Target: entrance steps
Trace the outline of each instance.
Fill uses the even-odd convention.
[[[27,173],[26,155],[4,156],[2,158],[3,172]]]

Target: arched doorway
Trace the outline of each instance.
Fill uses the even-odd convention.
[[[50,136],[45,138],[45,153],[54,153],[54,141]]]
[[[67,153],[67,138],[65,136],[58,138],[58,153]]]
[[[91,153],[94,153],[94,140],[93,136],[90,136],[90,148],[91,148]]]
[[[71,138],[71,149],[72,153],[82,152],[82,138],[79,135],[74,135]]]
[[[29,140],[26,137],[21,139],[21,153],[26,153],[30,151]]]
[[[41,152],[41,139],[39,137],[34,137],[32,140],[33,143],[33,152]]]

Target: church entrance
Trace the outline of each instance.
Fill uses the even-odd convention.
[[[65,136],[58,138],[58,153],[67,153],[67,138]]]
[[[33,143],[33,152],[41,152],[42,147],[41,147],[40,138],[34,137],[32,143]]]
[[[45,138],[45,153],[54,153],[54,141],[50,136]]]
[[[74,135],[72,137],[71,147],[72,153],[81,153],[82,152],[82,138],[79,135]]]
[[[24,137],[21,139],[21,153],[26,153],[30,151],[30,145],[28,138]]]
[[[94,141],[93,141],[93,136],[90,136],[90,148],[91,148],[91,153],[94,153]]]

━━━

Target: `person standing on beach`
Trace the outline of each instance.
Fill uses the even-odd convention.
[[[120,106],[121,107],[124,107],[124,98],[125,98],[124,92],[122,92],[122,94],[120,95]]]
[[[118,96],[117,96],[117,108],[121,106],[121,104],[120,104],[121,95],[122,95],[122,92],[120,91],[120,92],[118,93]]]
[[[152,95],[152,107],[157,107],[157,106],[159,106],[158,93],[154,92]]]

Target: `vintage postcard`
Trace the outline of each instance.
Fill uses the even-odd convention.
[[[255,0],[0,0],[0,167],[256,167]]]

━━━

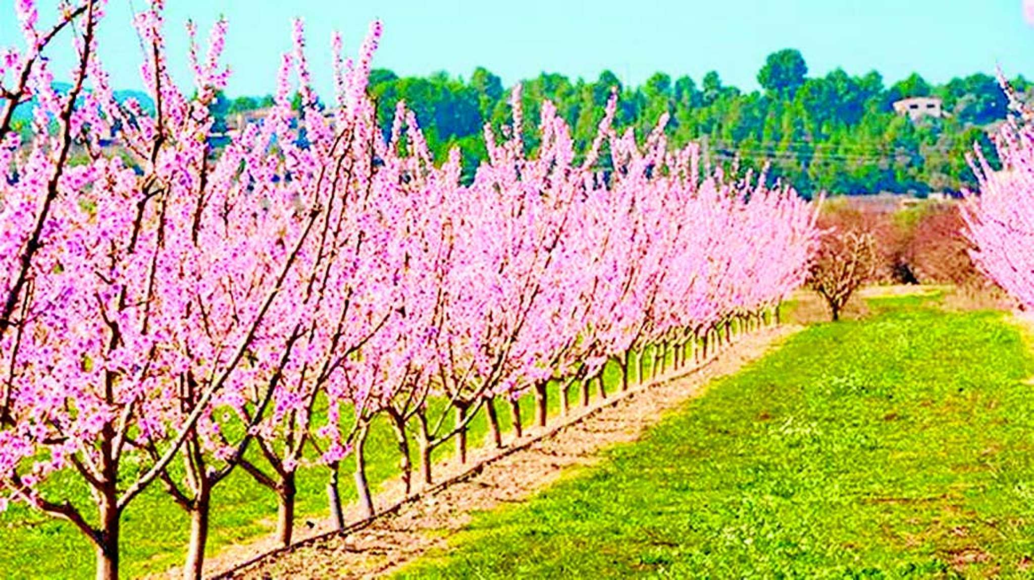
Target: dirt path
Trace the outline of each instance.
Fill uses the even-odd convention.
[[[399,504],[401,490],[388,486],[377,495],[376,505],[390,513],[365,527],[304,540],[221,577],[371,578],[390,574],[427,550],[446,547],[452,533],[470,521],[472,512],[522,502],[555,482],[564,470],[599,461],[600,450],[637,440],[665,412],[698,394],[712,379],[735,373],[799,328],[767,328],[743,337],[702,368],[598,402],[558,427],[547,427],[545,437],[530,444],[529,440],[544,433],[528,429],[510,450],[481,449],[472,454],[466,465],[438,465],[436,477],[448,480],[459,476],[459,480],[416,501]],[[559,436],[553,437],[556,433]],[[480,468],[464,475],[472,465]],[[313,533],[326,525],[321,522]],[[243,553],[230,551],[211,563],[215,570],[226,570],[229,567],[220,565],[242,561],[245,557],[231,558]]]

━━━

* _EJERCICIO ESCRITO_: Reescribe como tabla Markdown, con las columnas «Número» y «Línea», las líneas que empiezan en la que contiene "Target: entrance steps" y terminan en la que contiene "[[[27,173],[26,155],[4,156],[2,158],[3,172]]]", ambas incluidas. Omite las líneas en blanco.

* _RESULTADO DEL EJERCICIO_:
| Número | Línea |
|---|---|
| 1 | Target: entrance steps |
| 2 | Trace the outline of each instance. |
| 3 | Fill uses the even-odd convention. |
| 4 | [[[27,173],[26,155],[4,156],[2,158],[3,172]]] |